Problem statement. Continue the news article on the documentary about Jack Sim, "Mr. Toilet," beginning right after its final sentence.
[Selected extract]
A Hot Docs film is plunging viewers into the story of a Singaporean man’s decades-long quest to improve access to proper sanitation around the world, shedding light on an uncomfortable topic that can have a deadly cost.

“Mr. Toilet: The World’s #2 Man,” showing at Toronto’s Hot Docs Canadian International Documentary Festival this weekend, tells the story of Jack Sim, also known as “Mr. Toilet,” the colourful founder of the World Toilet Organization.

The organization trains locals to build latrines, constructs toilets in places that don’t have them, and works to shift social norms and attitudes in countries where open defecation is not thought of as unhealthy.

“We are a very small team of people that through storytelling (we’re) able to mobilize the entire world to participate and pay attention to a subject that is otherwise neglected,” Sim told CTV News Channel.

His work pushed the United Nations to declare “World Toilet Day,” marked each Nov. 19 -- the same day that Sim’s group was founded.

It was “a big milestone,” Sim said.
[/Selected extract]
[Data extract]
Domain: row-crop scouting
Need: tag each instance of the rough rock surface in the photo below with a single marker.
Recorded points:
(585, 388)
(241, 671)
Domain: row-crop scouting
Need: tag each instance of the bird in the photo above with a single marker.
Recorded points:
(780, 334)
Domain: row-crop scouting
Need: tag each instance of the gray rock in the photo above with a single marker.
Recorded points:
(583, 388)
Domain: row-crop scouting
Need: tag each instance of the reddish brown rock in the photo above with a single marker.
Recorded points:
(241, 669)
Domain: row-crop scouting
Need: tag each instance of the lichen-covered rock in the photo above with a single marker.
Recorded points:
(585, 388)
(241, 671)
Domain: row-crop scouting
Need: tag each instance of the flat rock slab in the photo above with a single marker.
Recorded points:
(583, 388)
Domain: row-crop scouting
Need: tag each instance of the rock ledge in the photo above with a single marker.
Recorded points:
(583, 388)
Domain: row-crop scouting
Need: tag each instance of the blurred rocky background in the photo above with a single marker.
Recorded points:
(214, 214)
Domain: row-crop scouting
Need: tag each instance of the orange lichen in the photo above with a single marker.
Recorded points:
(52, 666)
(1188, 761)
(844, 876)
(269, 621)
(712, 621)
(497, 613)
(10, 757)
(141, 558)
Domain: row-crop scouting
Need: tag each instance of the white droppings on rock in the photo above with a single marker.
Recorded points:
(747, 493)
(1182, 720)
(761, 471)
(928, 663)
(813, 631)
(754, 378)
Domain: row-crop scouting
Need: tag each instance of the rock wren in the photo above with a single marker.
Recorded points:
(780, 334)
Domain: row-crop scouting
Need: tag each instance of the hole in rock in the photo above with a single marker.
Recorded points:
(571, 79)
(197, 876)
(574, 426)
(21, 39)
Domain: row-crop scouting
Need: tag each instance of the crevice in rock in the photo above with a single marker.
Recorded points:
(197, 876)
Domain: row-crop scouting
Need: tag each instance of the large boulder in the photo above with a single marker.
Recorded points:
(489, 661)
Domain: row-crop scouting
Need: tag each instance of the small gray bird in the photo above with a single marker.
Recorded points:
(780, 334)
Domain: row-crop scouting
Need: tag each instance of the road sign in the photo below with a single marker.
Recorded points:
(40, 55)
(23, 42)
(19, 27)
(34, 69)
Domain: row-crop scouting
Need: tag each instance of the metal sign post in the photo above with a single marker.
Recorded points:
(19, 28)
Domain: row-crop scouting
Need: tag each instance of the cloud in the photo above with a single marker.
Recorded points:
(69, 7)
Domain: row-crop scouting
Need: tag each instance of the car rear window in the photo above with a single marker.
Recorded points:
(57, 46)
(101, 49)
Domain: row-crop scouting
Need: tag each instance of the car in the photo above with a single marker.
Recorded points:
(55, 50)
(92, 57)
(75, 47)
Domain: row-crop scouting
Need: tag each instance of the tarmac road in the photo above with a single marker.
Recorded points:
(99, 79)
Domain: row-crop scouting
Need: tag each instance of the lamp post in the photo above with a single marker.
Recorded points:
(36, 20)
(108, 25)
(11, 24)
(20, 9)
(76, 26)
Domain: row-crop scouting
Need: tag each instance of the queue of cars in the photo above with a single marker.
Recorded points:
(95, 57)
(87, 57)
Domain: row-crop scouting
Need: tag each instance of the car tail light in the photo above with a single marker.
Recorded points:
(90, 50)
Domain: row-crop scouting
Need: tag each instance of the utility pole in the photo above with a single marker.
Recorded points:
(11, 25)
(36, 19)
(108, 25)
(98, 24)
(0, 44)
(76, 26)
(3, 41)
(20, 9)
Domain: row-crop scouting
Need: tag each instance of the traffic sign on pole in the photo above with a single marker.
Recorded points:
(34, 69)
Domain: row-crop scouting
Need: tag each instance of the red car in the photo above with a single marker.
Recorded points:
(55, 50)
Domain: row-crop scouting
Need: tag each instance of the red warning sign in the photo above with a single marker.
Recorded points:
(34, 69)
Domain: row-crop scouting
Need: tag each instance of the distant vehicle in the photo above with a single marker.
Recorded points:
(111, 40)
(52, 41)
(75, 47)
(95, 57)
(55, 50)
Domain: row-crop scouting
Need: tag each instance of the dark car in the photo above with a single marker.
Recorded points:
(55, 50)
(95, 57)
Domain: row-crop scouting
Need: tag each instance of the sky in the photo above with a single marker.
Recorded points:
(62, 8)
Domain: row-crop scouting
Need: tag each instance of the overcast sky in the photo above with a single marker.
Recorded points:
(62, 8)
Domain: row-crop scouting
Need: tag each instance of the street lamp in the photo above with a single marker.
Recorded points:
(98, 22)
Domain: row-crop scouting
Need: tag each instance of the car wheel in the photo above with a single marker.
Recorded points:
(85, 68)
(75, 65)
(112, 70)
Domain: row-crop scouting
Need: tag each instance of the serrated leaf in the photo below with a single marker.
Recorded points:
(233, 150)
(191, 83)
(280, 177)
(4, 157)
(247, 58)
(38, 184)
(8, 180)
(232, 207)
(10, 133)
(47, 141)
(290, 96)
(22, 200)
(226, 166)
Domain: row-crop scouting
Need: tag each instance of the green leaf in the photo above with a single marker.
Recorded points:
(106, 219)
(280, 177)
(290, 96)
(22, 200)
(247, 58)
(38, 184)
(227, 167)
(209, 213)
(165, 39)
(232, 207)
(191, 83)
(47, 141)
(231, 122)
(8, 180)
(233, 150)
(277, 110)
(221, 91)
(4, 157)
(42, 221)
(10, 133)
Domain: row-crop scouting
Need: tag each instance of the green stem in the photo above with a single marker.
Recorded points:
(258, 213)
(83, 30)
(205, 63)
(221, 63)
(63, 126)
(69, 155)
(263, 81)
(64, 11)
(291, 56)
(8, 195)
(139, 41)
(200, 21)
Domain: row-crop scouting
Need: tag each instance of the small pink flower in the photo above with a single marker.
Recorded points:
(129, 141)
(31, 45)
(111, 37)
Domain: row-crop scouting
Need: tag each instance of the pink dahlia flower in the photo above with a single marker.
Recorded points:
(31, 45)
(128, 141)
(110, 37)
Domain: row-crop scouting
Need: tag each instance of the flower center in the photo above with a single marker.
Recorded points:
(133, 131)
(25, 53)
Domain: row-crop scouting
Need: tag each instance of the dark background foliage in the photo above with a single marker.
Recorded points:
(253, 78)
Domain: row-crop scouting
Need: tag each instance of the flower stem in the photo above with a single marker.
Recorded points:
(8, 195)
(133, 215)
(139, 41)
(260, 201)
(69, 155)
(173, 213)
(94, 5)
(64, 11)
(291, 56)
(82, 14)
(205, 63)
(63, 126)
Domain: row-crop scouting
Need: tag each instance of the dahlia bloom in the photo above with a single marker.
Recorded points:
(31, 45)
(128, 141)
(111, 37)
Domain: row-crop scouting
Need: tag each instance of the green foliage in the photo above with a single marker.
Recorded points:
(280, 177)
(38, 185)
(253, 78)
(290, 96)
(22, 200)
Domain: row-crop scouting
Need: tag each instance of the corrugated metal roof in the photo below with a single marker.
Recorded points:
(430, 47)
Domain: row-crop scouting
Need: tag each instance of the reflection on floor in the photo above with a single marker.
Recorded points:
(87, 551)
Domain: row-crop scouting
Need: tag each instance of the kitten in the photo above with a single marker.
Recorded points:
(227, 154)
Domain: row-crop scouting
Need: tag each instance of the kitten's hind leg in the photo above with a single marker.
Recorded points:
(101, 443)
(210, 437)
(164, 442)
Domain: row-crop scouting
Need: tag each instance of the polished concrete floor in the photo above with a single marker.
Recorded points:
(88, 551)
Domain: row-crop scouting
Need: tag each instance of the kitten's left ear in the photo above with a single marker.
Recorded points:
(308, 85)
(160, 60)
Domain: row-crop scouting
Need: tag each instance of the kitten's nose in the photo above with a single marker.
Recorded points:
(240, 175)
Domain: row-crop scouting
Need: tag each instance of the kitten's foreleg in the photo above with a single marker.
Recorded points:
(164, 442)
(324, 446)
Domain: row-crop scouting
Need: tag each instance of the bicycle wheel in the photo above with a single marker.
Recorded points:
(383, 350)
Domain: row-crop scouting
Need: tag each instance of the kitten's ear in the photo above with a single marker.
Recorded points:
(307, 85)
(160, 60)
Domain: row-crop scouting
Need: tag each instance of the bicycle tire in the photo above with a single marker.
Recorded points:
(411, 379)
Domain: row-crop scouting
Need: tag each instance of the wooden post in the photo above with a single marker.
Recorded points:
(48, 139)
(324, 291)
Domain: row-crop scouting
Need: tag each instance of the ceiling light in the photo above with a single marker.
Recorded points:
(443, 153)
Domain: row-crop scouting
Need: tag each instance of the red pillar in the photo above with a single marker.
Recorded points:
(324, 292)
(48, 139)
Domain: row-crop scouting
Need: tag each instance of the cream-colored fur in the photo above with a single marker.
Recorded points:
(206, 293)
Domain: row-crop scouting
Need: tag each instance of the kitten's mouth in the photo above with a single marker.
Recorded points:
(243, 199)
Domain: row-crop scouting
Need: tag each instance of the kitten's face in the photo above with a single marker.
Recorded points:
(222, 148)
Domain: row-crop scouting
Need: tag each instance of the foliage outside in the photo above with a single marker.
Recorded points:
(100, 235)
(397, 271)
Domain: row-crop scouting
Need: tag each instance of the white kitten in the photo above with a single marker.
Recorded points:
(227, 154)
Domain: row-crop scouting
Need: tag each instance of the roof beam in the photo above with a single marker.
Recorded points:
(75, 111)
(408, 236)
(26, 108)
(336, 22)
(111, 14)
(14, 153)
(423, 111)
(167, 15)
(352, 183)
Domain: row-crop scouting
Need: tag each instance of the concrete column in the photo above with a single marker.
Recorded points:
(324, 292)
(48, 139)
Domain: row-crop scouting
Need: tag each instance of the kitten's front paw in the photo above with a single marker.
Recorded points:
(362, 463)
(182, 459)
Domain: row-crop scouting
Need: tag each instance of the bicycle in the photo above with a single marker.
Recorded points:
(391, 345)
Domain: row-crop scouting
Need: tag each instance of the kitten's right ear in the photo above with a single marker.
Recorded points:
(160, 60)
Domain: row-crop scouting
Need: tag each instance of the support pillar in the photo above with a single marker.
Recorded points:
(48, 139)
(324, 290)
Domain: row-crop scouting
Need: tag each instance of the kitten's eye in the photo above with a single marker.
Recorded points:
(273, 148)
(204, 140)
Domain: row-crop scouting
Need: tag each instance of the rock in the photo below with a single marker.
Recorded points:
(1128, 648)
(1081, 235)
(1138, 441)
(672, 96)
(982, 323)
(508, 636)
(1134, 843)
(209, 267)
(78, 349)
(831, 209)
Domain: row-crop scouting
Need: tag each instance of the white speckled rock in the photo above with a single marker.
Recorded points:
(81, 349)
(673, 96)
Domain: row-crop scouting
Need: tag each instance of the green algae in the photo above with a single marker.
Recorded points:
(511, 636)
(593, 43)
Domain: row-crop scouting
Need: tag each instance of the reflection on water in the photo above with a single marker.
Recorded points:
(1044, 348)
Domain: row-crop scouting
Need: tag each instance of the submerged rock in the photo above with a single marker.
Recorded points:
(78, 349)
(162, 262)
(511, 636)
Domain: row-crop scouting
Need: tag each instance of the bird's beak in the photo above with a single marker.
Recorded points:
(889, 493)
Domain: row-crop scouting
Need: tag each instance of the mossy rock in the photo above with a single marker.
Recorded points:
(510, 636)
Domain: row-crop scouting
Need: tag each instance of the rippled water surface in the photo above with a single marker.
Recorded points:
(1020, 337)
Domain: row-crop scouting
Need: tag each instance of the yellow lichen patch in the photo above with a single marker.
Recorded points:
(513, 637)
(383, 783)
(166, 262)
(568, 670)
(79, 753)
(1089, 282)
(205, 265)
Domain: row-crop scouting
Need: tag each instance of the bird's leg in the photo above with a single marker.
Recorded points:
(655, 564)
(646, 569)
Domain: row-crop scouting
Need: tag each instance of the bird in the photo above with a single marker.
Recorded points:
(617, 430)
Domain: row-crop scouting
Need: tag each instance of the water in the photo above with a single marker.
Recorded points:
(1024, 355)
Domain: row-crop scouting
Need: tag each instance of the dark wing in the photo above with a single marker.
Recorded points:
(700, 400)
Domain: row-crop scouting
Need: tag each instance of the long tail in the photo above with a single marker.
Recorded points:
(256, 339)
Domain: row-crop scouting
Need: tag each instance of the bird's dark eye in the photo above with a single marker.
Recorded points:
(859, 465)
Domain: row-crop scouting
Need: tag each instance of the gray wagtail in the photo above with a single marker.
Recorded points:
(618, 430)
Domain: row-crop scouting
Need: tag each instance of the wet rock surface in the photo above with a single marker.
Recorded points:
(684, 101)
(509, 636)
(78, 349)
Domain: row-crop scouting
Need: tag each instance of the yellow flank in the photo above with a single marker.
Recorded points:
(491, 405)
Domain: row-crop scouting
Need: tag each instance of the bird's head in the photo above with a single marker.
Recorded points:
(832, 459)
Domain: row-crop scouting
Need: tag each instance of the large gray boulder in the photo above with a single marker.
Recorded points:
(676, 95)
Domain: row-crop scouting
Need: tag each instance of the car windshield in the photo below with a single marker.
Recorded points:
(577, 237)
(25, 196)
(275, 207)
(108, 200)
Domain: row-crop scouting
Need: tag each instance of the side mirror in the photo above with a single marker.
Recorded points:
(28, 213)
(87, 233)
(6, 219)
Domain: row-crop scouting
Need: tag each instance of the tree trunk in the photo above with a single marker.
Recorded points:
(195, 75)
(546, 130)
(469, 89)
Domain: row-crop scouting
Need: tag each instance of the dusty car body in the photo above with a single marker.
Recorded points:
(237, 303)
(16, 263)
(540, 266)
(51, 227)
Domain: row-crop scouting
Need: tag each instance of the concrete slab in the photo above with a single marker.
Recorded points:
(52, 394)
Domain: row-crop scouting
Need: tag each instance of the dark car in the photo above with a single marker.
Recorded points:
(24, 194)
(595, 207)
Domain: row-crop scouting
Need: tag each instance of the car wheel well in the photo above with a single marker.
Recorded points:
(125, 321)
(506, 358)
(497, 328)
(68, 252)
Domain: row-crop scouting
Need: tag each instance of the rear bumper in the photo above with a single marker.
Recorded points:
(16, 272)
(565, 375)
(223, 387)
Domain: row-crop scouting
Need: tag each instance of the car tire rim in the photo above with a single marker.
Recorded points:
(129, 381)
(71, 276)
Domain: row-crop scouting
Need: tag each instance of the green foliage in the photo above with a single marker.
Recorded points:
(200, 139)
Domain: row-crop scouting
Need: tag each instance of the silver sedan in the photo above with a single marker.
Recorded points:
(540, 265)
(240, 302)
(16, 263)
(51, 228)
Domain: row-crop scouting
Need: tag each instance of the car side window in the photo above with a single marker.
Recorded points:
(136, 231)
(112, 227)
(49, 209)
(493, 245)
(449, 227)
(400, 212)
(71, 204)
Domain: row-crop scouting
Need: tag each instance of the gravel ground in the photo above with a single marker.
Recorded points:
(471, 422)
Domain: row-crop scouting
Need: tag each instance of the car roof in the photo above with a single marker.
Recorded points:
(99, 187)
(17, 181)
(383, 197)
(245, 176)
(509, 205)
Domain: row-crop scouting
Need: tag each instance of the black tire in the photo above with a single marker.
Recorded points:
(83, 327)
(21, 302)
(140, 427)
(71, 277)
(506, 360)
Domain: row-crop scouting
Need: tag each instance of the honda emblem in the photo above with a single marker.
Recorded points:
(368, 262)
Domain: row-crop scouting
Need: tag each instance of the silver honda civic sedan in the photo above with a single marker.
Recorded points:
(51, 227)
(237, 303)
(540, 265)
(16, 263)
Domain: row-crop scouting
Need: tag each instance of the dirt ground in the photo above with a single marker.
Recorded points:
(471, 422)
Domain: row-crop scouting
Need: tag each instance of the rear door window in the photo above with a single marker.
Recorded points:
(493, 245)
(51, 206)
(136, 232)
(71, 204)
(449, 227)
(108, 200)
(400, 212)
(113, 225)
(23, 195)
[/Data extract]
Output of the exercise.
Lily Zepeda, the documentary’s director, said that the film uses animation, stunts and humour to break the ice and spark a conversation on a seldom spoken about topic. Sim often appears in the film in various costumes, including one of a man sitting on a toilet.

“One of the things (Sim) taught me early on is that what we don’t talk about, we can’t solve,” Zepeda told CTV News Channel, adding that she initially thought his group was a joke before realizing the stakes of inaction.

According to the United Nation, nearly 60 per cent of the world’s population lacks access to safely managed sanitation facilities and at least 892 million people continue to practice open defecation, risking the spread of disease. Each day, nearly 1,000 children die from water and sanitation-related diarrheal diseases that are entirely preventable.

The lack of access to sanitation is not just a health issue, but also a safety one. In 2014, two Indian girls were gang-raped and hanged after they went to relieve themselves in the dark.

Sim said that he is seeing some major inroads being made in expanding access to proper sanitation, even in countries such as China and India that have the biggest burdens. Prime Minister Narendra Modi’s government has pledged to build 100 million toilets and Sim has a project building toilets in some Chinese schools.

“If the leaders of the two biggest countries in the world are toilet champions,” Sim told CTV News Channel, “I think we’re seeing a major change from when I first started.”

But building toilets and latrines is not enough, Sim acknowledged, without a change in cultural behaviour. Still, he is optimistic.

“If everyone works together, the problem can be solved,” he said.